» Your task
Convert the records below into a two-column CSV with the headers "prompt" and "points", starting at the beginning of the records and ending with the line that contains "x=233, y=33". Write one row for each request, placing its text and its answer each in a single quoted field, with line breaks replaced by spaces.

» Data provided
○ ○ ○ ○ ○
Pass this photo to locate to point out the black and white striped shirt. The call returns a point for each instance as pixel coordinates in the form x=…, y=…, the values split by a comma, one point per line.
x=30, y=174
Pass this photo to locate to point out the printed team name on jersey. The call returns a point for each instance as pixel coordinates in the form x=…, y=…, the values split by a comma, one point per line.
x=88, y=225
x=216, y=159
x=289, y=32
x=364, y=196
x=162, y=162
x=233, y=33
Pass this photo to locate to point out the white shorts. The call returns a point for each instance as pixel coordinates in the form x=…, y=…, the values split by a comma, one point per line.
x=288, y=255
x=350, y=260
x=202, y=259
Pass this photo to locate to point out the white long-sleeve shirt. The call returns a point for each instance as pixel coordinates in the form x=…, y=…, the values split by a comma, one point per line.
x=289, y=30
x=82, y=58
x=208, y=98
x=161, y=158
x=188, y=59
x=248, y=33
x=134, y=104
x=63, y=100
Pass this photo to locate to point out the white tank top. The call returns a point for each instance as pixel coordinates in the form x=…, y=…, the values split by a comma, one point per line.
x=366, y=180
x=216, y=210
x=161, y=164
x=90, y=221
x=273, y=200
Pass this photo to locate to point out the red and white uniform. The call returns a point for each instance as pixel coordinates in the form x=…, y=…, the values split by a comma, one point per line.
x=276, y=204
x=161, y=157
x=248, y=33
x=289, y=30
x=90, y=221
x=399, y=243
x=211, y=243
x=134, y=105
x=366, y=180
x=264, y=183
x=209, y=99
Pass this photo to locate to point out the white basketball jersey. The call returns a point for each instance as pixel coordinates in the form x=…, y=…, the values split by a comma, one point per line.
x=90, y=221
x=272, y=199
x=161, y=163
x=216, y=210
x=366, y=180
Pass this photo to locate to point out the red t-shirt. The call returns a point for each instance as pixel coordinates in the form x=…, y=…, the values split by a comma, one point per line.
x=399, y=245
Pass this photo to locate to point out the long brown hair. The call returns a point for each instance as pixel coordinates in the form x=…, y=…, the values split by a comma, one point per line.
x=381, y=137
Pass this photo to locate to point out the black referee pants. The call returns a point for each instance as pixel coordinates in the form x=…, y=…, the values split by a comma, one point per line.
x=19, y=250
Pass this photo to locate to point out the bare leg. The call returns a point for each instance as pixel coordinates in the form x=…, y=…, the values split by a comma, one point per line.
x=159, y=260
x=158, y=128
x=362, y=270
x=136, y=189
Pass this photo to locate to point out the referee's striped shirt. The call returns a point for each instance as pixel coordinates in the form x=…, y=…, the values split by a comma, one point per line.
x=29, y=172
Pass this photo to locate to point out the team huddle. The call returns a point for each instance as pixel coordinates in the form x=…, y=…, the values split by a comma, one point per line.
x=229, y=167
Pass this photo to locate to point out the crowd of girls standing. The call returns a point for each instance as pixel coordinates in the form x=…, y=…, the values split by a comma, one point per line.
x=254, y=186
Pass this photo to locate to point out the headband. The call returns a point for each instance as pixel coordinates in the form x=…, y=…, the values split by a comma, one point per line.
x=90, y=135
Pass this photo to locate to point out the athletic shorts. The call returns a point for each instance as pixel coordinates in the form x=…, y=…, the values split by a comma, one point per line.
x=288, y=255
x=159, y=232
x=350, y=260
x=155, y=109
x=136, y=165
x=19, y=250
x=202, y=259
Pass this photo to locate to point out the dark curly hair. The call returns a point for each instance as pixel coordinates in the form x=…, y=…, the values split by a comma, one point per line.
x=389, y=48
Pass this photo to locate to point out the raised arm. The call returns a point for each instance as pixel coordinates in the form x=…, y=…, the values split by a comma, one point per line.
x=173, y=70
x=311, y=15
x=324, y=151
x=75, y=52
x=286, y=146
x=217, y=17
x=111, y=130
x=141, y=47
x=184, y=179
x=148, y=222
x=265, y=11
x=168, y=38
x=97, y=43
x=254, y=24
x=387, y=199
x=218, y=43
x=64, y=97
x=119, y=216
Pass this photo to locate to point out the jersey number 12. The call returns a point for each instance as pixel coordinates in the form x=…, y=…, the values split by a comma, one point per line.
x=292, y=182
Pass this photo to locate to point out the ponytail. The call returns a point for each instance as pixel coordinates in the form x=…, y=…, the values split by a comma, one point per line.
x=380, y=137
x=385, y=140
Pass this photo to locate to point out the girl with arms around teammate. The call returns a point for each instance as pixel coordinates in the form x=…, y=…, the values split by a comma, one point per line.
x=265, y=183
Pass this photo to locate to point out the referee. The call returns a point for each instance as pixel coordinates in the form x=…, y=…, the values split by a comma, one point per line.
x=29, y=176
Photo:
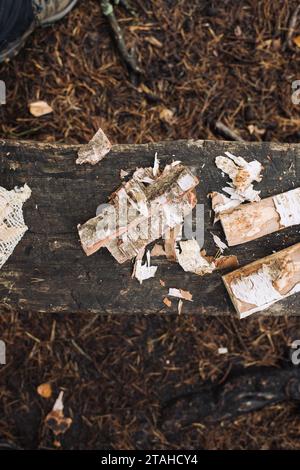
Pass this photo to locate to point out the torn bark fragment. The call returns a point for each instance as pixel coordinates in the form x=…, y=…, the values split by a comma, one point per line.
x=242, y=174
x=144, y=271
x=56, y=420
x=95, y=150
x=139, y=212
x=180, y=294
x=221, y=245
x=254, y=220
x=259, y=285
x=190, y=259
x=12, y=225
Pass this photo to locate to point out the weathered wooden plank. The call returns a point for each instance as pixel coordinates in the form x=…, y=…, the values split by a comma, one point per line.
x=49, y=272
x=254, y=220
x=260, y=284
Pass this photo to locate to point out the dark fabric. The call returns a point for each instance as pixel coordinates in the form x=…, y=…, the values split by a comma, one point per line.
x=15, y=18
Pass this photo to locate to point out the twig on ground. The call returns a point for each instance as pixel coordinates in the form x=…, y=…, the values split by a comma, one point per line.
x=227, y=132
x=128, y=58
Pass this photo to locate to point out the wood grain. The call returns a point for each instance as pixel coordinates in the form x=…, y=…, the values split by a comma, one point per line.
x=49, y=272
x=251, y=221
x=281, y=270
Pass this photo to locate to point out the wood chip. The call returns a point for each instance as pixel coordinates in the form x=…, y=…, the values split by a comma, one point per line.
x=180, y=294
x=144, y=271
x=151, y=210
x=221, y=245
x=254, y=220
x=157, y=251
x=40, y=108
x=45, y=390
x=259, y=285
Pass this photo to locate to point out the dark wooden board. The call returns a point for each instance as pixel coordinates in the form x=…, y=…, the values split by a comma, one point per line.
x=49, y=272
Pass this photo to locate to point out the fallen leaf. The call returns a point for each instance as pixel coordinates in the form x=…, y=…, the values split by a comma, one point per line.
x=40, y=108
x=95, y=150
x=45, y=390
x=153, y=41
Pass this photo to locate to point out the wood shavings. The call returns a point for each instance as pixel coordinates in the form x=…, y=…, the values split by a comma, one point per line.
x=157, y=251
x=12, y=225
x=226, y=262
x=221, y=245
x=254, y=220
x=242, y=174
x=222, y=204
x=155, y=166
x=180, y=294
x=190, y=259
x=257, y=286
x=288, y=207
x=144, y=271
x=95, y=150
x=150, y=211
x=56, y=420
x=173, y=235
x=167, y=302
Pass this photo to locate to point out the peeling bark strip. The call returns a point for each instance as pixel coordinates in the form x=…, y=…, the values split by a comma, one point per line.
x=140, y=211
x=254, y=220
x=12, y=225
x=50, y=273
x=258, y=285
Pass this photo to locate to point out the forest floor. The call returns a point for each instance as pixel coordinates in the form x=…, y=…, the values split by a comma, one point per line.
x=203, y=61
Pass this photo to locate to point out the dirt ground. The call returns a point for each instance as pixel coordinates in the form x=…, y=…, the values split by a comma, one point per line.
x=203, y=61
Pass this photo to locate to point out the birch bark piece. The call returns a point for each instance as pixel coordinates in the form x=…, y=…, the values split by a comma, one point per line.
x=259, y=285
x=95, y=150
x=12, y=225
x=254, y=220
x=139, y=213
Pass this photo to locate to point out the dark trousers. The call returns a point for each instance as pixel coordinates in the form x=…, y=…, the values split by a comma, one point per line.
x=15, y=17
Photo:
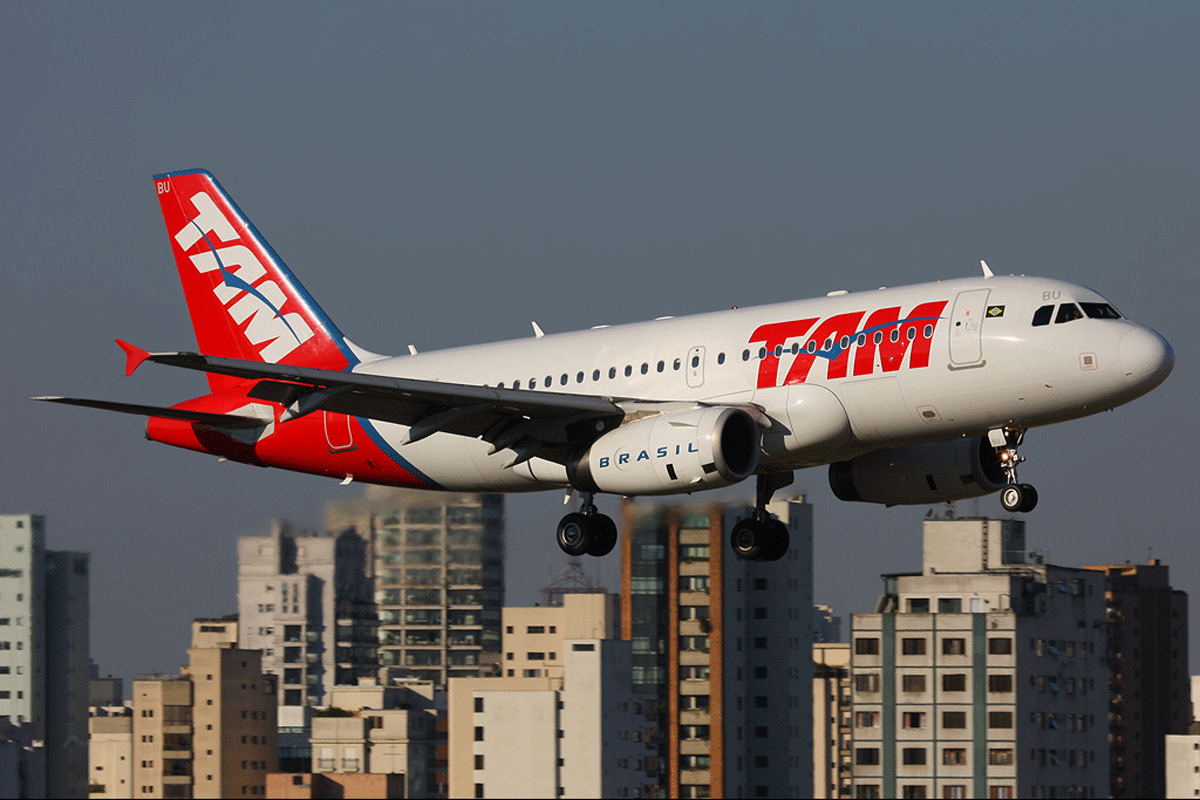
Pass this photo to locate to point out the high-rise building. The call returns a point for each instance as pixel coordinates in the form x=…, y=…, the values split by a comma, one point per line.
x=210, y=732
x=45, y=662
x=1147, y=653
x=721, y=650
x=982, y=675
x=832, y=737
x=438, y=578
x=564, y=722
x=305, y=601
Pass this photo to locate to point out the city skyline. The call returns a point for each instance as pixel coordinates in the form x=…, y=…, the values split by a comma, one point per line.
x=497, y=166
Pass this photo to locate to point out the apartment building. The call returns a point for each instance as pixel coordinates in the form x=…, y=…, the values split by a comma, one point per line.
x=1149, y=681
x=306, y=601
x=211, y=731
x=983, y=675
x=45, y=662
x=437, y=560
x=721, y=650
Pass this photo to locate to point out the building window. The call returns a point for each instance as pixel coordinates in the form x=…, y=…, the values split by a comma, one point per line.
x=867, y=647
x=954, y=756
x=954, y=683
x=1000, y=756
x=867, y=756
x=954, y=719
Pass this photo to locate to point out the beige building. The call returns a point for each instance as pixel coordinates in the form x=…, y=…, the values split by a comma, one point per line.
x=831, y=720
x=210, y=732
x=379, y=731
x=111, y=756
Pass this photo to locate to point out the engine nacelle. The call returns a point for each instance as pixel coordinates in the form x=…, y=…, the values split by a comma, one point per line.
x=919, y=474
x=679, y=451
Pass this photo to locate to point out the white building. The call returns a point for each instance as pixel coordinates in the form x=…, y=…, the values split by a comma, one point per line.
x=306, y=602
x=571, y=731
x=1183, y=765
x=45, y=665
x=982, y=675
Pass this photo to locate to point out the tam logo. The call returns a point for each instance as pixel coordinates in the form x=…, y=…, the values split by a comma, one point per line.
x=241, y=290
x=885, y=332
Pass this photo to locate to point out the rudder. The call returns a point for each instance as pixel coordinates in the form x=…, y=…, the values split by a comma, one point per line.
x=243, y=300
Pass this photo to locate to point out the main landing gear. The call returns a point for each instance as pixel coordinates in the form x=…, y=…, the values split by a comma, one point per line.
x=587, y=530
x=1014, y=497
x=761, y=537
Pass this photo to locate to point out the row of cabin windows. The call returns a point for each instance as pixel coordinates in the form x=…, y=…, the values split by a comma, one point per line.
○ ○ ○ ○ ○
» Answer in full
prompt,points
"Pass this photo to locate to point out the black and white striped shirt. The call returns a point for each instance as pixel coordinates in the form x=…, y=…, the values split by a comma, one point per line.","x=30, y=174"
"Pass this photo to locate to point out the printed team name on jersey. The call returns a point for each instance as pixel coordinates in the form x=…, y=…, the values split by a comma, one point per line.","x=88, y=225 x=216, y=159 x=289, y=32 x=364, y=196 x=162, y=162 x=233, y=33"